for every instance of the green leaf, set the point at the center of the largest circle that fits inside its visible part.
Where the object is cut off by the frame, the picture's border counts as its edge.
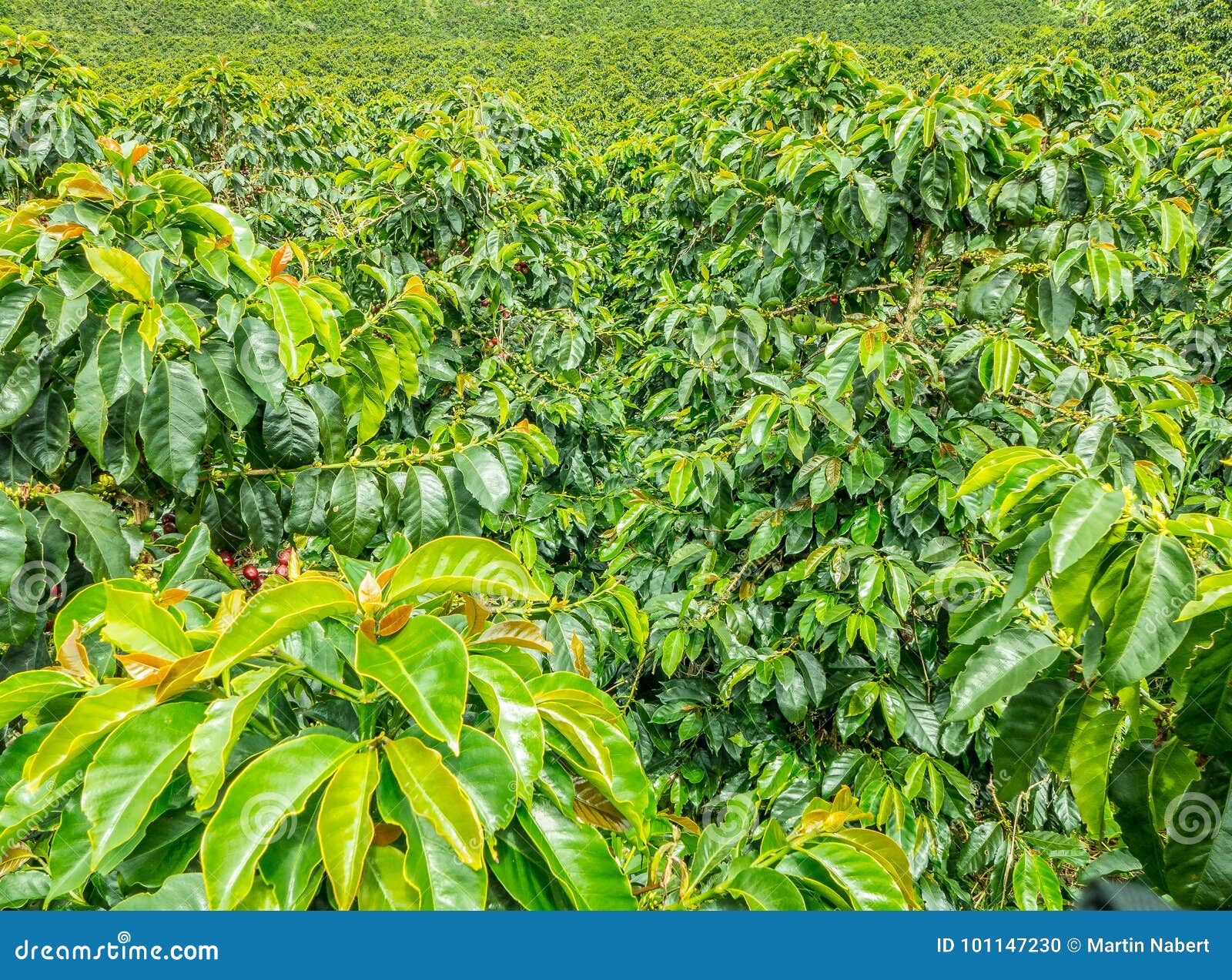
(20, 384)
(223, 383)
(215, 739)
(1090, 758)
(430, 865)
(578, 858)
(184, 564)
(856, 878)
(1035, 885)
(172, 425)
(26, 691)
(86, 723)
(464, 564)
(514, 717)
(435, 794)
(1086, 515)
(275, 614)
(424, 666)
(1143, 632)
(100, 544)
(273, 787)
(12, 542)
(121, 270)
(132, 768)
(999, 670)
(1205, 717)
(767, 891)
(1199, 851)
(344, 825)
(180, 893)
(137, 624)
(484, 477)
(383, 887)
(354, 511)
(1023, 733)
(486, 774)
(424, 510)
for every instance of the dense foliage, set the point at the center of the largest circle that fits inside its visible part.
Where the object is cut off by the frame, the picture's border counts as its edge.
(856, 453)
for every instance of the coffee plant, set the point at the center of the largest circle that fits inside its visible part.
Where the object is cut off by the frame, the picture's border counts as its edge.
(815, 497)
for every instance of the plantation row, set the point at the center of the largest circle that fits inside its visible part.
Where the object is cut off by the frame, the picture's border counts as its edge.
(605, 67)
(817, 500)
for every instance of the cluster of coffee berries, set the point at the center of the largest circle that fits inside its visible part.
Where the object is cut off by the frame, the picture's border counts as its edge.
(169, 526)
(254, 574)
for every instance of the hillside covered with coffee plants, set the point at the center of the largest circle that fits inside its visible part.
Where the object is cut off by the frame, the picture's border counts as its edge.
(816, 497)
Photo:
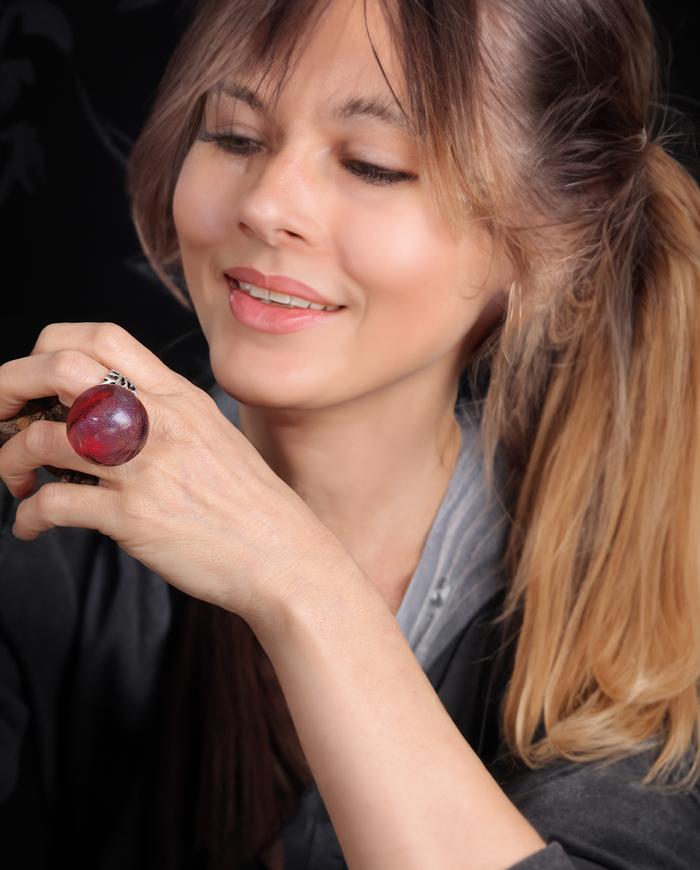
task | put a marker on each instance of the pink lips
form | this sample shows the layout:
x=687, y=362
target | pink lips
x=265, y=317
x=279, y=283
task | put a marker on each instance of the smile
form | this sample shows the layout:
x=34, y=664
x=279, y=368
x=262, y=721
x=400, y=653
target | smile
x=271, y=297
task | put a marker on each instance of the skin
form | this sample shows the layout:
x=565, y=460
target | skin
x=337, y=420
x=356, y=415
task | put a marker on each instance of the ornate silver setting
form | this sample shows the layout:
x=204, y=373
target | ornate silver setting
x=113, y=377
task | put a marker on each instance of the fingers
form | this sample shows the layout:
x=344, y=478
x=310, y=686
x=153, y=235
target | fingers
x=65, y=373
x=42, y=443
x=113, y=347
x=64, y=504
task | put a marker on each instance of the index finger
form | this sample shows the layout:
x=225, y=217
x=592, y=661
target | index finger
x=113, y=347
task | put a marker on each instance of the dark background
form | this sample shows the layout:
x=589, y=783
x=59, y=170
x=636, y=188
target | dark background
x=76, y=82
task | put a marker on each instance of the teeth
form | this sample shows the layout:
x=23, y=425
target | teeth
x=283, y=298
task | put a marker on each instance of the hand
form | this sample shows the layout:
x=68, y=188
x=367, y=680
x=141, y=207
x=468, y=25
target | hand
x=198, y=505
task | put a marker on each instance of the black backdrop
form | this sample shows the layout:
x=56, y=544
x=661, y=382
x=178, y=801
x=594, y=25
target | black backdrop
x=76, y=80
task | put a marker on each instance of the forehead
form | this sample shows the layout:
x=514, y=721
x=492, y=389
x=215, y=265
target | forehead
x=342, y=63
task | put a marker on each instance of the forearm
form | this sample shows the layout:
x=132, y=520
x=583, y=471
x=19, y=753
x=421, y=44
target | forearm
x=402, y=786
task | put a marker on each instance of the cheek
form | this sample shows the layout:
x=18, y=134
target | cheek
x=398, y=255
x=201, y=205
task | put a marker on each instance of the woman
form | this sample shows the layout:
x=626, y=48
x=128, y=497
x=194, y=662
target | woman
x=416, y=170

┄┄┄┄┄┄

§ WHAT TO PRODUCE: Starting at the line containing "task | put a marker on each instance of the cheek" and ending at the last line of the items, write out every line again, requests included. Multiply each point coordinate in the answers by 1.6 and round to whole numbers, with halves rounded up.

§ WRITTEN SOLUTION:
task | put a marker on each instance of the cheek
form | this sample shows the layout:
x=18, y=134
target | cheek
x=637, y=408
x=322, y=328
task | put a marker on each instance of the woman
form | this sample shows the layout:
x=626, y=48
x=128, y=497
x=194, y=662
target | woman
x=666, y=272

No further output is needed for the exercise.